The input
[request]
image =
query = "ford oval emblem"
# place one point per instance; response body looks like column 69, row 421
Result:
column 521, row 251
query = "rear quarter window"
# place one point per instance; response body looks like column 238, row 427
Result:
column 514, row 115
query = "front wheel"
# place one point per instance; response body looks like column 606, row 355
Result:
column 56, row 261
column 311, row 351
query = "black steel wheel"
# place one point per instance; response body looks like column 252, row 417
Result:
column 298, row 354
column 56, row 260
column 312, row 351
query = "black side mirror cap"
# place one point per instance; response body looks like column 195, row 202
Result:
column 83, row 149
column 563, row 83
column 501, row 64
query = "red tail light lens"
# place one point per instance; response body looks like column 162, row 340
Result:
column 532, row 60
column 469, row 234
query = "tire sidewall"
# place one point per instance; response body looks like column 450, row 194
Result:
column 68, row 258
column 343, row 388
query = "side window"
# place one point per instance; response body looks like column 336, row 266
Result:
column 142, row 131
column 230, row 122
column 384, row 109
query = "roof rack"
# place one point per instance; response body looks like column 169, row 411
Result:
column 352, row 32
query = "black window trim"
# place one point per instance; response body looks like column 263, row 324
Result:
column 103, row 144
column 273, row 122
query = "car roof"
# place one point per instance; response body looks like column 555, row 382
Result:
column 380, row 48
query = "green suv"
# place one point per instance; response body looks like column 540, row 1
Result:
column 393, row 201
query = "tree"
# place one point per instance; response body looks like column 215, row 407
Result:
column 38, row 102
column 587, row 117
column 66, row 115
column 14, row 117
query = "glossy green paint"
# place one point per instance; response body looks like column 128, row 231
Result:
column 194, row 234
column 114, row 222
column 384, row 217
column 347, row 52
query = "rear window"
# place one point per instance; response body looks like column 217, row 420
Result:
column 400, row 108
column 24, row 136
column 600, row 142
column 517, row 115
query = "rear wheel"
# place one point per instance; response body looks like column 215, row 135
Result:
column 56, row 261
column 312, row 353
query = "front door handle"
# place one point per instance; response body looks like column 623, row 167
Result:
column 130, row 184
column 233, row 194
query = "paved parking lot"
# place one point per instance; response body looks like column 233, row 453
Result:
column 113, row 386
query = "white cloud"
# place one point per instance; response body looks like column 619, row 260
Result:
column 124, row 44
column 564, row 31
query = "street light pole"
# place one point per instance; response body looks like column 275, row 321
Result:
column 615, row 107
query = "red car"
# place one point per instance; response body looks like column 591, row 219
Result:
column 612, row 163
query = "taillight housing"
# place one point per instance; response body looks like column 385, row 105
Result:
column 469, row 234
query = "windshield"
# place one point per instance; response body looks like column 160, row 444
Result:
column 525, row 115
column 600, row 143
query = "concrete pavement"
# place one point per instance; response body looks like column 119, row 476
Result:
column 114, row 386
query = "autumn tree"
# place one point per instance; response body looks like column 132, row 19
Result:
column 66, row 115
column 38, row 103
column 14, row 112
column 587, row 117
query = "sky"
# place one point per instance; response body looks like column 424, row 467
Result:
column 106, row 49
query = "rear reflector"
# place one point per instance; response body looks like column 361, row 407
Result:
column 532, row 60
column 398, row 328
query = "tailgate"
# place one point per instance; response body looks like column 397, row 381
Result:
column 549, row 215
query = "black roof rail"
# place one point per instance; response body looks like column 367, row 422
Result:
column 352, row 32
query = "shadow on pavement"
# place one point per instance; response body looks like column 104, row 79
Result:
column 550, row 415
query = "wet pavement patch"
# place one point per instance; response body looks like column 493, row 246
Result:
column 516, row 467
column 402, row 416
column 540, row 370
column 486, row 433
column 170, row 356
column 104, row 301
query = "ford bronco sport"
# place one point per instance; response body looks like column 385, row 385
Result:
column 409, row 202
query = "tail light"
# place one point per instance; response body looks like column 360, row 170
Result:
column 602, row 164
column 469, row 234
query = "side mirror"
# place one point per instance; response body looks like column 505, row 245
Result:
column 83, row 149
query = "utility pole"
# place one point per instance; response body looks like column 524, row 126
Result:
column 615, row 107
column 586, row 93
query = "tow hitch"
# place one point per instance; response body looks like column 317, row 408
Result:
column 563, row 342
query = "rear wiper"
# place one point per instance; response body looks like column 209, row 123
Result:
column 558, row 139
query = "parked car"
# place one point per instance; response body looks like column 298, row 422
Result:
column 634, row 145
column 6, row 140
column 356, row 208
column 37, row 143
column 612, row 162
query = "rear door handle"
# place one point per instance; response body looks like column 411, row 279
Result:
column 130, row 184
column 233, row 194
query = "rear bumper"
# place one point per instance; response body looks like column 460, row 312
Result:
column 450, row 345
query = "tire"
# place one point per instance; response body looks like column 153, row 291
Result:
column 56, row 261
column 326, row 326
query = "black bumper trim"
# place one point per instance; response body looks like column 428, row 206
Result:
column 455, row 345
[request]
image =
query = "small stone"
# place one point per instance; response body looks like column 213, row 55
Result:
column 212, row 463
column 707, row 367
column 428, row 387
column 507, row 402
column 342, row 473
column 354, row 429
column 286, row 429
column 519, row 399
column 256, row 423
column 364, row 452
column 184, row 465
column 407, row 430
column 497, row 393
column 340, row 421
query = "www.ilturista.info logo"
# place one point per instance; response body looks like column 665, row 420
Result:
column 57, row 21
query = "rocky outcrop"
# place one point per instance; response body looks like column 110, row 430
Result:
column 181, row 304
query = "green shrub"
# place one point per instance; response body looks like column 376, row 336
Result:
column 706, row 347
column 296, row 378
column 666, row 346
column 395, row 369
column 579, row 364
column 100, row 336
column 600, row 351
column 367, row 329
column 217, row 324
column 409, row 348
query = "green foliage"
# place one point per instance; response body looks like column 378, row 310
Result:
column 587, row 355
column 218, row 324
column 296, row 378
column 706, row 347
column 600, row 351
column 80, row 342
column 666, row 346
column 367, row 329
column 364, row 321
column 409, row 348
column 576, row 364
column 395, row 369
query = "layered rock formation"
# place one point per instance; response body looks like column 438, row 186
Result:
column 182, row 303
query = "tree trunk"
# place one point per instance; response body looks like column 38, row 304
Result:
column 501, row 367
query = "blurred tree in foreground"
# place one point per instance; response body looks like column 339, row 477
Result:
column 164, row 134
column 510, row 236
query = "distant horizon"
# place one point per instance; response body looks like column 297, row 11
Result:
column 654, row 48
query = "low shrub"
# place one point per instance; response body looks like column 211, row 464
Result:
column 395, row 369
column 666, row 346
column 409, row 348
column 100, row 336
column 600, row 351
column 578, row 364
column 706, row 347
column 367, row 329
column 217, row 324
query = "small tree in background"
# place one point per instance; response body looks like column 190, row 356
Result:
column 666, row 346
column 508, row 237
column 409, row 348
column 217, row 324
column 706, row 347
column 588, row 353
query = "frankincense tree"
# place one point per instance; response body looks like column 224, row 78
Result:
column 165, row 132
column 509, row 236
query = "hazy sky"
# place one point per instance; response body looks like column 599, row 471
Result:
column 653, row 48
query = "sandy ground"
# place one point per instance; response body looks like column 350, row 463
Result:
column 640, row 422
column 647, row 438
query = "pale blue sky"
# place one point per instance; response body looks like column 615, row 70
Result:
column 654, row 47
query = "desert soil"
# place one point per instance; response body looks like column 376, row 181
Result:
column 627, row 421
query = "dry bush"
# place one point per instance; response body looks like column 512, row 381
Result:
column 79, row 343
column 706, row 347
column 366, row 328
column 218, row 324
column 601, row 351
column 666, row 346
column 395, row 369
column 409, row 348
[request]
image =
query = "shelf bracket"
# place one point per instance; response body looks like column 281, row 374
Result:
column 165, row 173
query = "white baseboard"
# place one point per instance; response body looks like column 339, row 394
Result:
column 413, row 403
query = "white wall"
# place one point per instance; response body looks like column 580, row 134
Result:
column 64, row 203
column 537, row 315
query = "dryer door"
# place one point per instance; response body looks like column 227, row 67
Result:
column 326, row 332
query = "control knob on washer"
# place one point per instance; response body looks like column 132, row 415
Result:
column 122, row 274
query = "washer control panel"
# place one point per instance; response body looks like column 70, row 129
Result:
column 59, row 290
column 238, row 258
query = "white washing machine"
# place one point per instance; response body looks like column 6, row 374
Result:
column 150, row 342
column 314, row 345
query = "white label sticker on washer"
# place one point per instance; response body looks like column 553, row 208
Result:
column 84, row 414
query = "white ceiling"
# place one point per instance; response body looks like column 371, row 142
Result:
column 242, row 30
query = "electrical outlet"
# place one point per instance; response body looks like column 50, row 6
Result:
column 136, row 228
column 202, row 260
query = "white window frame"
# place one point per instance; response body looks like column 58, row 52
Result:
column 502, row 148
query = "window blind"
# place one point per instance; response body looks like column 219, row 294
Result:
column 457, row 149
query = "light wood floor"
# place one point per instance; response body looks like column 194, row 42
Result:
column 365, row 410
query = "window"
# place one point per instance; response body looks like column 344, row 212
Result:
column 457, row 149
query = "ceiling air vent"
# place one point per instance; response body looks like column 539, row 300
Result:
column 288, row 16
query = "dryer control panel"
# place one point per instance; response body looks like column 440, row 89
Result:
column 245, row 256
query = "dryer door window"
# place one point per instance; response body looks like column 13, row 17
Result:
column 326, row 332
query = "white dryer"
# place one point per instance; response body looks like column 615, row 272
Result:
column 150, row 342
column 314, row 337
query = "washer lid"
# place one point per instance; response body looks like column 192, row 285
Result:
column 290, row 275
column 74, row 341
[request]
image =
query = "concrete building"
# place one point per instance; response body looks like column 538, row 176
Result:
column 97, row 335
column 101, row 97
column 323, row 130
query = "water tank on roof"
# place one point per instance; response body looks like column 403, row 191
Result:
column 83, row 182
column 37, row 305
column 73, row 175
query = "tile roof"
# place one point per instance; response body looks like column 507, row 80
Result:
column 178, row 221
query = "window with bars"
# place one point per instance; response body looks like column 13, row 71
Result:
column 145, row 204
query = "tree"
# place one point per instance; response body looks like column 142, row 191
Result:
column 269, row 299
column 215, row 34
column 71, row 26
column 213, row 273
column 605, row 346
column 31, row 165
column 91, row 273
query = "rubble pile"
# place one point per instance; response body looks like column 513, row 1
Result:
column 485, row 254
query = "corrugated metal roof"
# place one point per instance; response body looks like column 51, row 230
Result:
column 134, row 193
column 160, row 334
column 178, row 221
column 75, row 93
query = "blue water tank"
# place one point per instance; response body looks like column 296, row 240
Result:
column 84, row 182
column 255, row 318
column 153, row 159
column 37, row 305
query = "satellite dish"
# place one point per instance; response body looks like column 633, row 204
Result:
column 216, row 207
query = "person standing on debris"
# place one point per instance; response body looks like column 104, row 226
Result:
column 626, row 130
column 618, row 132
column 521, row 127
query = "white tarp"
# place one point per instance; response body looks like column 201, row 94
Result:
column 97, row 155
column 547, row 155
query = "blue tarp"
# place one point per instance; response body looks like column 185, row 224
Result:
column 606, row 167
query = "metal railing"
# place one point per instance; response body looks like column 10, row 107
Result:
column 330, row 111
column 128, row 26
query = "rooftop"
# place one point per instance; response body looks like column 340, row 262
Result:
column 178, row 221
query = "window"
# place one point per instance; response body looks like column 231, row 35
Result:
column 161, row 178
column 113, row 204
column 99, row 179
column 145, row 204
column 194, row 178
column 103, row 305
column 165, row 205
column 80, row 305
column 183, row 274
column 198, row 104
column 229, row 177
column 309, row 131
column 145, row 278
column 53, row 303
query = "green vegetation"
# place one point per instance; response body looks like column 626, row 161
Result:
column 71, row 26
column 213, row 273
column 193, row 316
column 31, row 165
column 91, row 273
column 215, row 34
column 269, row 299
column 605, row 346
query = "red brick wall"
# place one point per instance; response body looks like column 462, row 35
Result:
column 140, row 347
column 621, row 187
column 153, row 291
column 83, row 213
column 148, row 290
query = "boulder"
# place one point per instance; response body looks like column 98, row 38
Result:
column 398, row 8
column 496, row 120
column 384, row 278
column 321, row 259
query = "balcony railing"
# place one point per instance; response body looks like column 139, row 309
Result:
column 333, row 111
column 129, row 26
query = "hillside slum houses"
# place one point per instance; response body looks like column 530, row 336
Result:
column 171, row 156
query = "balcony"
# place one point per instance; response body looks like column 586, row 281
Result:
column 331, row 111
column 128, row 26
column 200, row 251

Exercise details
Starting at the top of the material and stopping after the line that has "column 347, row 52", write those lines out again with "Result" swapped for "Answer" and nothing else altered.

Full output
[request]
image =
query = "ford oval emblem"
# place one point per instance; response body looks like column 69, row 421
Answer:
column 521, row 251
query = "rear quarter window"
# place one point per instance; response body looks like column 238, row 427
Answer:
column 514, row 115
query = "front wheel"
# place one point per instance; response body looks like column 606, row 355
Answer:
column 56, row 261
column 311, row 351
query = "black steel wheel"
# place one point per instance; response body looks like column 252, row 417
Answer:
column 298, row 354
column 56, row 260
column 312, row 351
query = "black side mirror cap"
# place one point per instance; response body looks like column 195, row 202
Answer:
column 83, row 149
column 563, row 83
column 501, row 64
query = "red tail light lens"
# place one point per instance; response body looks like column 162, row 340
Answer:
column 532, row 60
column 469, row 234
query = "tire sidewall"
# place one point per instance; response body looks like column 450, row 194
Answer:
column 68, row 258
column 343, row 388
query = "side window"
# place one point per instance; response body looks like column 336, row 266
Answer:
column 142, row 131
column 230, row 122
column 384, row 109
query = "roof rack"
# place one point per instance; response body looks like column 169, row 411
Answer:
column 352, row 32
query = "black window trim"
# place one point per instance; response body looks like column 263, row 324
Answer:
column 103, row 144
column 273, row 122
query = "car roof"
# place one point per instance; response body looks like column 555, row 382
Answer:
column 380, row 48
query = "green suv"
# place one point per instance; response body looks like column 540, row 1
Answer:
column 393, row 201
query = "tree"
# place one point per instance; response body looks like column 215, row 407
Answer:
column 38, row 102
column 587, row 117
column 66, row 115
column 14, row 117
query = "glossy green paint"
# place one point per instance; response body looks like column 128, row 231
Answer:
column 194, row 234
column 114, row 222
column 384, row 217
column 347, row 52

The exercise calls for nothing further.